Exercise details: Nothing in the data may be omitted; output it all verbatim.

Records for this exercise:
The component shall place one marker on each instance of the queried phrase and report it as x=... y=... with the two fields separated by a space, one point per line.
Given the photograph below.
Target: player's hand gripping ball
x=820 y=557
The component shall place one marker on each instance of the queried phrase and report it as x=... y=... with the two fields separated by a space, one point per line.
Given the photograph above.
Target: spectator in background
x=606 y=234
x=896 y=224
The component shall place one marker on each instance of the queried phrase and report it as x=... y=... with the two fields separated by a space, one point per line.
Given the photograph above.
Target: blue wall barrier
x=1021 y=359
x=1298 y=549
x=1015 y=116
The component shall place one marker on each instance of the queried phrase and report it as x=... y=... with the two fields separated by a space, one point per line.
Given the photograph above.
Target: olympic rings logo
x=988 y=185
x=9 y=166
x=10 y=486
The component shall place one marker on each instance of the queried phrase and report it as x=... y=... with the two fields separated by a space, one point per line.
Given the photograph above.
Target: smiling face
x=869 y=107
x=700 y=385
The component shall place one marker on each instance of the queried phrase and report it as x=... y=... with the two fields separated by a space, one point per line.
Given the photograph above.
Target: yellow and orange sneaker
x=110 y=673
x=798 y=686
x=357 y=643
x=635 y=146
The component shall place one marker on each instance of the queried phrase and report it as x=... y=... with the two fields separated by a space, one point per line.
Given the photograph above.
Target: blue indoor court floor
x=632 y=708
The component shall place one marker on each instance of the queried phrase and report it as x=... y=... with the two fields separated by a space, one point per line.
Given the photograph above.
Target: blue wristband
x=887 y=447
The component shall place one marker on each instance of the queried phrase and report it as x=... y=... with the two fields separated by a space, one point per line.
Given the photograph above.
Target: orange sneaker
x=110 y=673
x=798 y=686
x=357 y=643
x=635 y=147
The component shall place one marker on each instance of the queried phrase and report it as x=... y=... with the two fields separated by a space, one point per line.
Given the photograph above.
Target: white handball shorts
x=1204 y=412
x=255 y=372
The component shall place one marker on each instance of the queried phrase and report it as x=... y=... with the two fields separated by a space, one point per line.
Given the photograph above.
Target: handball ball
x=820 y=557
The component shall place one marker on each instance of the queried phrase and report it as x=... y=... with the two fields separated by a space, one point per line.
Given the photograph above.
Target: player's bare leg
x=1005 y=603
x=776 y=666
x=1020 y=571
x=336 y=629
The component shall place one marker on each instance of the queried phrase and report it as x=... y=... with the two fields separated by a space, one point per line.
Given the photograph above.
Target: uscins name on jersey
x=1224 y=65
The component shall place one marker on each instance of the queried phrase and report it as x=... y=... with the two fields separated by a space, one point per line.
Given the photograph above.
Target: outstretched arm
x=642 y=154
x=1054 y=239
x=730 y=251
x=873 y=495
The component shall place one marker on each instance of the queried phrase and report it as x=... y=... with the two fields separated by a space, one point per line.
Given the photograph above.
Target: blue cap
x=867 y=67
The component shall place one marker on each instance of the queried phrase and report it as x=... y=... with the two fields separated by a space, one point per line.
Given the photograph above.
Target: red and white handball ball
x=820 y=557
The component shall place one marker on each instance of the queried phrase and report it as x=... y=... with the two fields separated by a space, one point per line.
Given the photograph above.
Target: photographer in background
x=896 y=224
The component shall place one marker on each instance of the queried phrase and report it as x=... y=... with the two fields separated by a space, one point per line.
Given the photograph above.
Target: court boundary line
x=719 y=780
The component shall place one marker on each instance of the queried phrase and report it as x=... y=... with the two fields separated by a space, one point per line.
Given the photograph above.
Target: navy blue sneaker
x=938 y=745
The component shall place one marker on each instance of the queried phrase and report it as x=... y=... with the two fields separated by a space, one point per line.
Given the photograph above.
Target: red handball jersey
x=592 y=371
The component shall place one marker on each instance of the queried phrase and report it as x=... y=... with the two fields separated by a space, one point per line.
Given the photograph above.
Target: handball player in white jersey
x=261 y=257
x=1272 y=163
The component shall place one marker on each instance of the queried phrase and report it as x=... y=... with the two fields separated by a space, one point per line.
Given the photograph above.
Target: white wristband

Answer below:
The component shall place one marker on each instance of the queried phrase and report it as x=... y=... with the two fields separated by a space, one point per line.
Given the photograph below.
Target: player's hand gripping ball
x=820 y=557
The component shall place one marker on each instance of the queried phrase and report it as x=... y=... with the two fields separated by a space, one point per line.
Given the photograph above.
Target: spectator in background
x=606 y=234
x=896 y=224
The component shall place one marker on each instance of the queried phrase and report it as x=... y=... with the two fields separated by a space, one point per line.
Given the photograph above.
Target: blue wall barrier
x=1021 y=359
x=1298 y=549
x=1015 y=116
The component shall place one marker on each instance of the queried phrase and report it as x=... y=... with the two fields separated by a space, one point per line.
Given the photograph above.
Target: olympic rings logo
x=988 y=185
x=9 y=166
x=10 y=486
The component shall place one marker on each instance of the queried phrase and report it as x=... y=... with the two fields separated by a space, one point per line.
Given the photograph above.
Target: smiling face
x=869 y=107
x=700 y=385
The component shall place one marker on each instance of the queried phrase and report it as x=... y=... with the two fields separated by a space, one point per line.
Given the photograph above.
Target: yellow and orange sneaker
x=110 y=673
x=798 y=686
x=357 y=643
x=635 y=146
The component shall place one marker on each instance of the queried phrase and report it as x=... y=... with the two fields separated by a space, one point per line.
Given the photograph above.
Target: blue indoor court floor
x=632 y=708
The component shall place one marker on each instance of the queried phrase and report it as x=... y=... with the two fields separated by a space, one point per line.
Given the photograph above.
Target: blue wristband
x=887 y=447
The component shall place one marker on each instance of the queried phrase and report it as x=... y=... with the two fields separated by a space, one point per line.
Given the photograph above.
Target: orange sneaker
x=110 y=673
x=798 y=686
x=357 y=643
x=635 y=147
The component shall place one marker on each instance of the queried phrase and report it as x=... y=... with the two fields separated by a space, one point per line.
Given the photograph above.
Target: white handball shorts
x=1204 y=412
x=255 y=372
The component shall place one marker on each instance of the queried phrase and report it as x=... y=... with the two fields separated by a space, one point per line.
Given the photograph above.
Target: handball ball
x=820 y=557
The component shall place one marker on each instance of the queried phrase and report it as x=... y=... with the two fields separated by a space, one point per line.
Given the photograph above.
Target: player's bare leg
x=1005 y=603
x=776 y=666
x=1020 y=571
x=336 y=629
The component shall place one marker on each instance of the queried phrase and report it as x=... y=... with the two fields separated by a space, one point per line.
Given the photograph above.
Target: uscins name on jersey
x=1224 y=65
The component shall place one marker on each instance of the queried phrase and report it as x=... y=... with the two fields separated by a space, one point per line.
Given the photograph above.
Target: outstretched arm
x=642 y=154
x=1054 y=239
x=730 y=251
x=873 y=495
The component shall place one marker on each instance of the queried phrase and report it as x=... y=... with the two fields separated by a space, one point per line.
Given the photograph above.
Target: blue cap
x=867 y=67
The component shall place one marker on each instance of the queried phrase and report it as x=... y=... with the two fields separated by a space, one point per line.
Given the photograph above.
Target: red and white handball ball
x=820 y=557
The component shall place one marker on each instance of the queried phrase and report it as x=... y=... with the two fields separated by a space, one point per line.
Given the photograph above.
Target: photographer in background
x=896 y=224
The component shall place one marker on each instance of the queried phrase and report it as x=... y=... with the two fields separated by a space, one point per line.
Given the photograph above.
Target: court boundary line
x=719 y=780
The component shall place one marker on each instance of the queried phrase and report it as x=... y=... with the two fields separated by a space, one point per line.
Given the photograph above.
Target: navy blue sneaker
x=938 y=745
The component shall place one marker on each instance of the queried phrase and report it as x=... y=... with the two fields separated by a space, one point per line.
Given the photograph above.
Target: red handball jersey
x=592 y=371
The component shall place one marker on each instance of the queried phrase and report it as x=... y=... with the two fields separated by a space, one point per line.
Given the photograph above.
Target: handball player in white jersey
x=261 y=257
x=1272 y=163
The component shall place one marker on each instance of the queried phrase and report it as x=... y=... with the two fields separated by a space, one point per line.
Given the photograph above.
Target: white wristband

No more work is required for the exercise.